• Task objective: Rewrite all the records below with "Exercise" renamed to "Task" and everything else kept the same. Leave the pictures out of your answer.

Named object pointing entries
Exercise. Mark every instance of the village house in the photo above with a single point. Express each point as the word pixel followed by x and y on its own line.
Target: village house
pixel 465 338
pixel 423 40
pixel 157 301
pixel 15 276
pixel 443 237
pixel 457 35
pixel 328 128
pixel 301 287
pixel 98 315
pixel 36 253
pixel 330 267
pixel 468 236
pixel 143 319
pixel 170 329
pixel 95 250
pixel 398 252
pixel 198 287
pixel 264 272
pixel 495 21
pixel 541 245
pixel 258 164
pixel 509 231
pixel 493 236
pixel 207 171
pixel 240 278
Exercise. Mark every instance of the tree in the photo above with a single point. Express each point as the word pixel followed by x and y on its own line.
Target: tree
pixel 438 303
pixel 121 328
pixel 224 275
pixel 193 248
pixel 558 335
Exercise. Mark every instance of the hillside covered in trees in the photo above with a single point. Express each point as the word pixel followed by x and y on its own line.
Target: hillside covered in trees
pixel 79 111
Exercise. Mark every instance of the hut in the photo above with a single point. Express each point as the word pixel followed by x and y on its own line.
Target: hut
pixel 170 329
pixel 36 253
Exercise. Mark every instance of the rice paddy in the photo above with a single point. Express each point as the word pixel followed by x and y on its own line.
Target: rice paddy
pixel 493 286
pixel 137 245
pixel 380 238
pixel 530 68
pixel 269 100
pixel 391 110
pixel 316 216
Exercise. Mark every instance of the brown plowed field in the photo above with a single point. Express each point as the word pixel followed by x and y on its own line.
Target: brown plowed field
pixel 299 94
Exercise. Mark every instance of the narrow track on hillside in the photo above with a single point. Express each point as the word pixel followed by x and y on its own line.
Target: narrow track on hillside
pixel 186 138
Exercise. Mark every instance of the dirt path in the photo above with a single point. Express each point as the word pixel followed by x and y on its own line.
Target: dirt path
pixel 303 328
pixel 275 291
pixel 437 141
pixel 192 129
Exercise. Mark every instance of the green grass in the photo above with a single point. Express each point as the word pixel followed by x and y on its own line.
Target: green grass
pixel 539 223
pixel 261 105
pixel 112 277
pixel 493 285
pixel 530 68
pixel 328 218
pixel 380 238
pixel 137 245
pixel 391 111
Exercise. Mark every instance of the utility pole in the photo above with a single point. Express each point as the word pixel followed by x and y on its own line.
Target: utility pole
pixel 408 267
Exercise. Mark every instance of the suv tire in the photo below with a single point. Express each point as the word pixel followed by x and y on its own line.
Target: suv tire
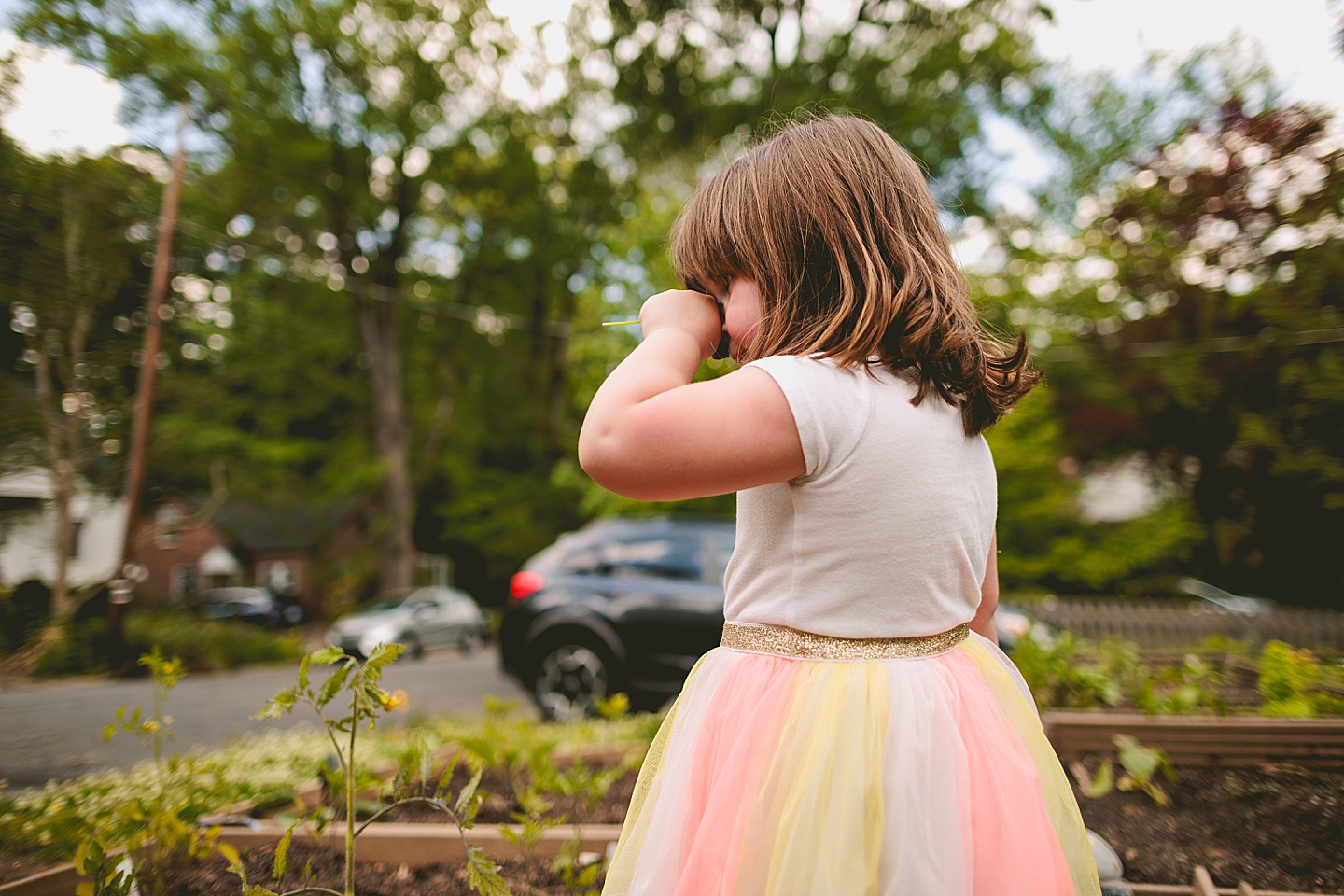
pixel 573 672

• Expected output:
Task. Mark every instance of the village house in the photo above with a single point. Express each point as the word pixel followed by x and y on its own line.
Target: village house
pixel 465 338
pixel 423 40
pixel 157 301
pixel 15 276
pixel 443 237
pixel 457 35
pixel 328 128
pixel 301 287
pixel 98 315
pixel 36 253
pixel 330 267
pixel 468 236
pixel 143 319
pixel 170 329
pixel 95 250
pixel 398 252
pixel 198 287
pixel 264 272
pixel 495 21
pixel 541 245
pixel 258 164
pixel 509 231
pixel 493 236
pixel 207 171
pixel 240 278
Task. Mark every instance of the tree in the photo above with a single point. Express each point as the word pixel followed by x and y on its own line.
Target: tree
pixel 438 303
pixel 121 328
pixel 224 275
pixel 193 248
pixel 558 335
Task. Mark every instance of the hillside covered in trees in the photo above with a single point. Express each point as the word pixel followed by x and y on its own line.
Target: hillside covered in trees
pixel 79 111
Task. Mark every instance of the hut in the photo above with a single point. Express each point as the word pixel followed by x and y on its own line.
Target: hut
pixel 170 329
pixel 36 253
Task. Mark every instance of the rice paddy in the photo above with a single point. Express each point as the word pixel followed by x and y on its own line.
Target: rice paddy
pixel 493 286
pixel 137 245
pixel 380 238
pixel 530 68
pixel 269 100
pixel 391 110
pixel 316 216
Task. Mark every instance of the brown plowed field in the photo above with a single point. Express each point as the word pixel followed by x and y on its own line.
Target: brown plowed field
pixel 299 94
Task. Mark every instance of the narrow track on hillside in the photo above with a single point. Express each point as the word pixel followed by x and y on its own line.
Target: narrow track on hillside
pixel 186 138
Task. Mark every instance of the dirt path in the photo above with a single point. Express each point as the word pixel followed by x and y on its own line.
Target: dirt path
pixel 303 328
pixel 275 291
pixel 437 141
pixel 192 129
Task. Mark every instance of the green grass in the photo above with a single point. Express each point as the word pixel followed by x and y on its own line.
Target: green grass
pixel 539 223
pixel 261 105
pixel 112 277
pixel 493 285
pixel 530 68
pixel 328 218
pixel 380 238
pixel 137 245
pixel 391 111
Task. Mark every instance of the utility pole in the photo above with a single point. Express each point as the word pixel followed by x and y on its own line.
Target: utility pole
pixel 408 267
Task. Mark every instance of the suv tire in the photo below with a single point. Express each point as the word pixel followed by x and y on its own line.
Target: suv tire
pixel 573 672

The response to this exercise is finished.